Records provided »
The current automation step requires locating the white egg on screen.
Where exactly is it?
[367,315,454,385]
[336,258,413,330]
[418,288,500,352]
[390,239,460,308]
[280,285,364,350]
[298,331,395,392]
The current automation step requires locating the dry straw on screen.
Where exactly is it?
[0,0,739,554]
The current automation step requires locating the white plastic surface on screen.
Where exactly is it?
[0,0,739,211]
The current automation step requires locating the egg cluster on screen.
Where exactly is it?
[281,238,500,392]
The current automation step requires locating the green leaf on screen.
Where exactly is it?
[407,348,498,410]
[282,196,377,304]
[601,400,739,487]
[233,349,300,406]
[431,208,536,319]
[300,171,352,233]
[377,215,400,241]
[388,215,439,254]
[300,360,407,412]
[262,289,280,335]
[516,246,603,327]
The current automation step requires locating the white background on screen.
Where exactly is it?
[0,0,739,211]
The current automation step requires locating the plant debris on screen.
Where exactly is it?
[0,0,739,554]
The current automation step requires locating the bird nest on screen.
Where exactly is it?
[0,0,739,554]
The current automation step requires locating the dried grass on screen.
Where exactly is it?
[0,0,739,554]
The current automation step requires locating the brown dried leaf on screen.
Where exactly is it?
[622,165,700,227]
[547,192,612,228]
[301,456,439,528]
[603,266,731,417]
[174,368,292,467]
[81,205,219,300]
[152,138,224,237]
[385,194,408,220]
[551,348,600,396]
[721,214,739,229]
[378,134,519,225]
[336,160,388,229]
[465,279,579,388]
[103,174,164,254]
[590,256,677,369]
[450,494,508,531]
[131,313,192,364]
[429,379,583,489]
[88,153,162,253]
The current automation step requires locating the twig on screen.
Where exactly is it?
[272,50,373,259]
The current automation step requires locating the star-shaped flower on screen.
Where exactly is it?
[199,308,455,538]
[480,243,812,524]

Your instructions »
Print the whole listing above again, line for line, without changing anything.

Output for this task »
The current automation step requires locating the white egg on screen.
Where exactly is it?
[367,315,454,385]
[336,258,413,330]
[418,288,500,352]
[390,239,460,308]
[280,285,364,350]
[298,331,395,392]
The current automation step requires locating the dry straw on screen.
Where exactly is it?
[0,0,739,554]
The current automation step requires locating the white plastic surface on screen.
Where exactly is it?
[0,0,739,211]
The current automation step requires locating the egg cluster on screen.
Where exactly is it?
[281,238,500,392]
The current automation step requires locating the green leaf on screen.
Where exactly is it?
[407,348,498,410]
[282,196,377,304]
[601,400,739,487]
[233,349,300,406]
[431,208,536,319]
[300,171,352,233]
[377,215,400,241]
[388,215,439,254]
[300,360,407,412]
[262,289,280,335]
[516,246,603,327]
The current automation step requires locating the white background on screen.
Where exactly is it?
[0,0,739,211]
The current automation step requires locating the plant debris on screen.
Where exactly is it?
[0,0,739,554]
The current automation step requires locating the bird nest on screen.
Where exactly is it?
[0,0,739,554]
The current automation step requires locating the dried grass on screen.
Where exactly is it?
[0,0,739,554]
The current automation step requires locating the brown dried leaf on screen.
Where exactly is it?
[622,165,700,227]
[547,192,612,228]
[301,456,439,528]
[603,266,731,417]
[174,368,292,467]
[81,205,219,300]
[152,138,224,237]
[385,194,408,220]
[551,348,600,396]
[721,214,739,229]
[378,134,519,225]
[336,160,388,229]
[465,279,579,388]
[103,174,164,254]
[590,256,677,369]
[450,494,508,531]
[131,313,192,364]
[429,379,583,489]
[88,153,162,253]
The current automation step requires locating the twig on screen.
Where exactly is it?
[272,50,373,259]
The current automation step requires locating the star-shaped flower on screen.
Where exactly is it?
[199,308,455,538]
[480,243,812,524]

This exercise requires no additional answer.